## [Set task]
How many lines in the records below contain the string "cart"? Give only the number.

%%

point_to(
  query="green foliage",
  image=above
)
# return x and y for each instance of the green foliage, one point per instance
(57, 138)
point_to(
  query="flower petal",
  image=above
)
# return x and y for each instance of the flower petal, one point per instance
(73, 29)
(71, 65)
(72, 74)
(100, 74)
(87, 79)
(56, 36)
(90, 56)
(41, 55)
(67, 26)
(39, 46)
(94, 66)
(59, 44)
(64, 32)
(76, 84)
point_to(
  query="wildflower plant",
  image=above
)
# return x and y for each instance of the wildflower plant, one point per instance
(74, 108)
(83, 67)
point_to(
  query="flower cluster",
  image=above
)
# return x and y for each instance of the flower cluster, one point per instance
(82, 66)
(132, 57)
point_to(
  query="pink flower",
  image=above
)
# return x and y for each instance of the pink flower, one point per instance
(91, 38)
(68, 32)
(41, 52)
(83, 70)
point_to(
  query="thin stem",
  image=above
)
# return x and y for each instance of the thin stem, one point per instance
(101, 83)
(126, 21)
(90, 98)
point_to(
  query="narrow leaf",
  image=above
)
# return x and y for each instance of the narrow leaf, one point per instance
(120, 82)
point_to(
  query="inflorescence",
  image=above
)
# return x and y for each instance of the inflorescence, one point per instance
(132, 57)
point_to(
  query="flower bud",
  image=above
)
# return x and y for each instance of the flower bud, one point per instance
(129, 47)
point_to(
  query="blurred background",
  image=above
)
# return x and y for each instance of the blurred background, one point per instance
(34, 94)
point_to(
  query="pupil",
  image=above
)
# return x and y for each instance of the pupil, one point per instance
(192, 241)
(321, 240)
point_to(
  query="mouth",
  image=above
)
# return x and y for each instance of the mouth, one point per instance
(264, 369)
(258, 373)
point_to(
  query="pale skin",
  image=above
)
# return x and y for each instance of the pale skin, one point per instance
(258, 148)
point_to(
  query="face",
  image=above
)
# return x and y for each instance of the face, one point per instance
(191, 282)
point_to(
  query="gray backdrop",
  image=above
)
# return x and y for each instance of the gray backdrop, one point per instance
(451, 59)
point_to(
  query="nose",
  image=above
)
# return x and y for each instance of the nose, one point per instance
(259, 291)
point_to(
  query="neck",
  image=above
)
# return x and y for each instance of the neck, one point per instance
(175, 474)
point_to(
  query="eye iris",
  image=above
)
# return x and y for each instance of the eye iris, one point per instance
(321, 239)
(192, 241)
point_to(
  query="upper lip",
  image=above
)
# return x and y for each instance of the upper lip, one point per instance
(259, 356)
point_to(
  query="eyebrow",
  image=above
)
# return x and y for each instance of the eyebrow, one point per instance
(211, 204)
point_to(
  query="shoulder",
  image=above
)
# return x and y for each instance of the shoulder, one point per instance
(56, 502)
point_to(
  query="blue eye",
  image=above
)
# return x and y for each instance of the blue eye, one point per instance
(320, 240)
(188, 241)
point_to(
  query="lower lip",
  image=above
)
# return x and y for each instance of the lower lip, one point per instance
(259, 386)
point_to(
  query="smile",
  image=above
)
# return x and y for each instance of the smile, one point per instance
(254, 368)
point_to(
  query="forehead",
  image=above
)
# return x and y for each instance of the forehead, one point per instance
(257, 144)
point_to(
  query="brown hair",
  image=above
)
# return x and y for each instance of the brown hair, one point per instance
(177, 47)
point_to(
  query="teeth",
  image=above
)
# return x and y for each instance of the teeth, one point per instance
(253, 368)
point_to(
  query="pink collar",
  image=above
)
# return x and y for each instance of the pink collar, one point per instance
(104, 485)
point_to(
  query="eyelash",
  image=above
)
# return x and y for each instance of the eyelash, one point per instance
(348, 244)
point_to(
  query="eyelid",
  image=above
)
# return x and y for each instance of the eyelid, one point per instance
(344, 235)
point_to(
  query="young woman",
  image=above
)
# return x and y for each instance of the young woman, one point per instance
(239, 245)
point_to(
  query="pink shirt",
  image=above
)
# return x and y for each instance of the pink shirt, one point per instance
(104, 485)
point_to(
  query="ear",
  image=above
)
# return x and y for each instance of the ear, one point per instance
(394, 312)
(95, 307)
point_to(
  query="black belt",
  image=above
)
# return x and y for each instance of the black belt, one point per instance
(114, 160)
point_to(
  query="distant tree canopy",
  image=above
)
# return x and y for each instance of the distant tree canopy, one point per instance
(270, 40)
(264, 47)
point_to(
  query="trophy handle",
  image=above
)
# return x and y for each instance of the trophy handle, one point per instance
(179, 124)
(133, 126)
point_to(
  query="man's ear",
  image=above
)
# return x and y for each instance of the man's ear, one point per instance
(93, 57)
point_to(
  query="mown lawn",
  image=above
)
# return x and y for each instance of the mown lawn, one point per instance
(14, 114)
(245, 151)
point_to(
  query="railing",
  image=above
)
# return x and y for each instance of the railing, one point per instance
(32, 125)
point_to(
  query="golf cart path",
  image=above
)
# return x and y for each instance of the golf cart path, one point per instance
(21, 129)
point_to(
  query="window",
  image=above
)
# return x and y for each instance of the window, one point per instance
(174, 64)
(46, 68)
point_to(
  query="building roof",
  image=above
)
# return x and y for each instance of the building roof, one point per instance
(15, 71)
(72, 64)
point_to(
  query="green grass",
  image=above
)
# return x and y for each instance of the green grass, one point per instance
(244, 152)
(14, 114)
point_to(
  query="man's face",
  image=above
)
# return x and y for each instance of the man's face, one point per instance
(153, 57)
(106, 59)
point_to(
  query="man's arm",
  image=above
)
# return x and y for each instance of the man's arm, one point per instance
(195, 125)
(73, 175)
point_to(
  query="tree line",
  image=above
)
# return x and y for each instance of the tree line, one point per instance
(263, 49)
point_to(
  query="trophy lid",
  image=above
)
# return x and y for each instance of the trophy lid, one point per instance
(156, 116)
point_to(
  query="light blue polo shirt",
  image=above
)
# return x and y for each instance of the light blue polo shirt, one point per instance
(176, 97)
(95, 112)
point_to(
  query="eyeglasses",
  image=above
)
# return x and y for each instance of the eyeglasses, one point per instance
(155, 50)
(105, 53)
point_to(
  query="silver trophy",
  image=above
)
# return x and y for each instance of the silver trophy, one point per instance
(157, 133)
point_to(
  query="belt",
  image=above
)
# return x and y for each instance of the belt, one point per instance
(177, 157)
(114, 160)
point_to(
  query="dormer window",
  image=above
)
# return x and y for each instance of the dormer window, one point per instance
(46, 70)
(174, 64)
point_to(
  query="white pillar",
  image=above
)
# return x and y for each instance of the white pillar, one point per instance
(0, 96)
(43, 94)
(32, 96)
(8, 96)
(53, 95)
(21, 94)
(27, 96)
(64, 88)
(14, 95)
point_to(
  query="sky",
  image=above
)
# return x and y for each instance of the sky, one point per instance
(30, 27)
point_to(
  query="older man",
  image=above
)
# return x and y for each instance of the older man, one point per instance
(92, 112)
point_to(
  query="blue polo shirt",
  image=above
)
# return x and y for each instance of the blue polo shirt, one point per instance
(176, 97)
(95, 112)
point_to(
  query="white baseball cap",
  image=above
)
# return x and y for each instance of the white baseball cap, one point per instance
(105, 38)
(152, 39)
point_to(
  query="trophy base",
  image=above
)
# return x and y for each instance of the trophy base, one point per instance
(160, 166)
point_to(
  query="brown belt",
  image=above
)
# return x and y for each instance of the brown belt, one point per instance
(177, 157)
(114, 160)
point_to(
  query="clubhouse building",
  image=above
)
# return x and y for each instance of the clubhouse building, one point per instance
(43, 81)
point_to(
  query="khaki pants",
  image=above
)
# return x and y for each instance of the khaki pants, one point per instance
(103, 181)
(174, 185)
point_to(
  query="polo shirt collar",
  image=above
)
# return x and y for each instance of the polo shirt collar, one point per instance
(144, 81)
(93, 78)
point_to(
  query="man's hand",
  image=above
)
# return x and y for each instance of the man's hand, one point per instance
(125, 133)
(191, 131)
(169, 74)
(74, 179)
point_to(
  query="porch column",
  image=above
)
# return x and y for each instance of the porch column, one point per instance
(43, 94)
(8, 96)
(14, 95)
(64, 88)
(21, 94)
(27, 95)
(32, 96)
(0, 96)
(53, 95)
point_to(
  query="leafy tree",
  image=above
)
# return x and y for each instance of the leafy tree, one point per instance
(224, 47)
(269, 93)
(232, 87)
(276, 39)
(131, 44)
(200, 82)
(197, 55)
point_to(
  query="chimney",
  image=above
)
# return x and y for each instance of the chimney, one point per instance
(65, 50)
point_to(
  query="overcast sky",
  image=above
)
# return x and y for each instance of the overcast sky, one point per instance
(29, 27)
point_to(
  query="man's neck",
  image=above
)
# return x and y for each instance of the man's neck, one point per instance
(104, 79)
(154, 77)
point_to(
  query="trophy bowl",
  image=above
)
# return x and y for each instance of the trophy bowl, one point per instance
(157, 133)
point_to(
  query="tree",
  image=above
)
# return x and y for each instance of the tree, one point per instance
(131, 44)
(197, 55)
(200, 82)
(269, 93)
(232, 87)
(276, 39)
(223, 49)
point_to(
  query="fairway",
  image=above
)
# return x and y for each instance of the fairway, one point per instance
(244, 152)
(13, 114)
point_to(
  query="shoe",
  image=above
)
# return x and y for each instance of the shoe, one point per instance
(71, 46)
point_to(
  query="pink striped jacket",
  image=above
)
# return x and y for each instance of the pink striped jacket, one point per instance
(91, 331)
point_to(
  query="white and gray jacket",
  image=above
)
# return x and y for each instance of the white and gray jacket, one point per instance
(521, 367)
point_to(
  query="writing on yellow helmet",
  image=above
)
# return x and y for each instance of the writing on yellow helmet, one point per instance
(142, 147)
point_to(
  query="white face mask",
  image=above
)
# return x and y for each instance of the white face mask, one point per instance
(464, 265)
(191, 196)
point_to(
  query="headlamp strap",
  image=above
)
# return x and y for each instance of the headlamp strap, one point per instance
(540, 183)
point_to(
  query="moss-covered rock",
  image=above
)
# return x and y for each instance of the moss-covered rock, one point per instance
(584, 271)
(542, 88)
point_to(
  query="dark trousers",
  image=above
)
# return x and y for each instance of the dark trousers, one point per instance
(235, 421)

%%

## [Answer in full]
2